▶ _Task item_:
Reproduce the project description between "Our main challenges" and "after some Googling.", inclusive, swapping each instance of "Flask" for "Django".

▶ _Extract provided_:

---*---

Information Technology is increasingly utilized to spread false or misleading information. Since it can be difficult for readers to distinguish between real and fake articles at first glance, our Natural Language Processing (NLP) model does the job for them!
When the user suspects an online article of being fake, they can pass the article URL to the program. The program uses web scraping to gather the article headline and contents, then passes the text to a BERT-based NLP model which predicts whether the article is real or fake, as well as the percentage likelihood.
The BERT model is based off of this Kaggle Notebook with slight variations. The model is trained in Google Colab, and the trained weights file is downloaded. A local Python script reconstructs the model and loads the weights file so it can make predictions based on the input news article. Finally, the UI is updated with the model outputs.
Our main challenges include team members' lack of sleep, and the Flask backend not interfacing properly with the model. However, with encouragement and support, we finished the project on time despite the sleep deprivation. In addition, we were able to diagnose and fix the Flask error after some Googling.
We are looking at building a mobile version/chrome extension, thus making Fakeout more convenient and easy to use. As well, we want to expand our model to analyze audio and video contexts, thus expanding fake news detection beyond texual media. Lastly, the model could be retrained with a larger and more diverse dataset to increase accuracy.

---*---

▶ _Dataset entries_:
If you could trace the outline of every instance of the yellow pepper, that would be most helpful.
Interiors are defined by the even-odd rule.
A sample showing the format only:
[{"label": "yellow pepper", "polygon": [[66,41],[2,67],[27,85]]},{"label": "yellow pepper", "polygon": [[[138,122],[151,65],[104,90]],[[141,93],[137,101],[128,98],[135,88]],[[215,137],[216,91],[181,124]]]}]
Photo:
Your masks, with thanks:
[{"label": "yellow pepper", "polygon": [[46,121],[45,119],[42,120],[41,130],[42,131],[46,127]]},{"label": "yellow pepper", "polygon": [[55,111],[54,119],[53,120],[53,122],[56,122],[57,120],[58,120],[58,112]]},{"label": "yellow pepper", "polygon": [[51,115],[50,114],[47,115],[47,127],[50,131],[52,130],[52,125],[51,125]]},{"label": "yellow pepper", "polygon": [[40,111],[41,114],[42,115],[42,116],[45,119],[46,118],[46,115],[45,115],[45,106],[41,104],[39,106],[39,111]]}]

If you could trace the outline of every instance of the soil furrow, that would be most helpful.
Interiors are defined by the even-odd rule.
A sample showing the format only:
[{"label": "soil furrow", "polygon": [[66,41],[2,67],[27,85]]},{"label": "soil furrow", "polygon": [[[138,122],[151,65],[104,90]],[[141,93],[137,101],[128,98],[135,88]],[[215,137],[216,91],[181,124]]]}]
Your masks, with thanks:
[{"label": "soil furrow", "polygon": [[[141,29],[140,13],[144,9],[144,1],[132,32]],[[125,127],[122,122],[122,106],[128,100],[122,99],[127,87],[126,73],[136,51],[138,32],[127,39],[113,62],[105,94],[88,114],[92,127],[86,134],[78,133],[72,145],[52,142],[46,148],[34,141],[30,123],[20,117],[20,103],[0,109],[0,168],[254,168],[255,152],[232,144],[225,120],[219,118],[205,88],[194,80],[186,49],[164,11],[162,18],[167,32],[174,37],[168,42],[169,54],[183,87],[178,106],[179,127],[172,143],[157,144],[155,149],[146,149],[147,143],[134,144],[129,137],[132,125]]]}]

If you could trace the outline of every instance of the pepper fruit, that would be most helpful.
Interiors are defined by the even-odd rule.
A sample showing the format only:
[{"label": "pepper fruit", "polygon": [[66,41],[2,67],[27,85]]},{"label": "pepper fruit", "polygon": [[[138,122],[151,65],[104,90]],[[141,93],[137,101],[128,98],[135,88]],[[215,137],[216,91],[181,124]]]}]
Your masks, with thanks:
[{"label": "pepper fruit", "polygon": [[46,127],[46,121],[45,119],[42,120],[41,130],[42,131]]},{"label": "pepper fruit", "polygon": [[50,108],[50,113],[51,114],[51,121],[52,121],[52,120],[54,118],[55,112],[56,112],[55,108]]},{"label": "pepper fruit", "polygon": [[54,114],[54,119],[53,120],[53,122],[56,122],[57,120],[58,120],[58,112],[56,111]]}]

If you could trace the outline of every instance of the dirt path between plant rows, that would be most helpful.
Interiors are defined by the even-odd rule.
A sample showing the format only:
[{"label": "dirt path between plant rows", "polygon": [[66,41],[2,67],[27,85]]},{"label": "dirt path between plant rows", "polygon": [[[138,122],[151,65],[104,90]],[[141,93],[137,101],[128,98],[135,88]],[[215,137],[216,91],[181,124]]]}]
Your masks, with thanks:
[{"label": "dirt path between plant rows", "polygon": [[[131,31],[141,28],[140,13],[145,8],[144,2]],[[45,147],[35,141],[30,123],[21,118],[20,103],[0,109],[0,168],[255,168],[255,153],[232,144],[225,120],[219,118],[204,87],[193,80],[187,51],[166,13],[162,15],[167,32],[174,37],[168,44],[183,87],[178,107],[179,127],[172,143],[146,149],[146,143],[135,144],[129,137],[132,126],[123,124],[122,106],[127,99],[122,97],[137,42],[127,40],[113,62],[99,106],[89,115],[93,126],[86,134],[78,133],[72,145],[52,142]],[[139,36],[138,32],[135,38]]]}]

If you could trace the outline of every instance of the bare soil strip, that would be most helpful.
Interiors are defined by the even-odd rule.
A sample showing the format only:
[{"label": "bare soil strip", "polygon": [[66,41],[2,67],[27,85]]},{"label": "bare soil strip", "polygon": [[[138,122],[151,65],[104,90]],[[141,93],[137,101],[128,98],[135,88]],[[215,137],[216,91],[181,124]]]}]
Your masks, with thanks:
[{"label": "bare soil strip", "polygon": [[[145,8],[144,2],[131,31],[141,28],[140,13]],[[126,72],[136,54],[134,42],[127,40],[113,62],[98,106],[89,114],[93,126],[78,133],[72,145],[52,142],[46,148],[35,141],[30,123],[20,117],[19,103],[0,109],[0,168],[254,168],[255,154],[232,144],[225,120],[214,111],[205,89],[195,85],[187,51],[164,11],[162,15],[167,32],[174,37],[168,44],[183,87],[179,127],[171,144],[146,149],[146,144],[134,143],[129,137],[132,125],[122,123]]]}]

---*---

▶ _Written solution_:
Our main challenges include team members' lack of sleep, and the Django backend not interfacing properly with the model. However, with encouragement and support, we finished the project on time despite the sleep deprivation. In addition, we were able to diagnose and fix the Django error after some Googling.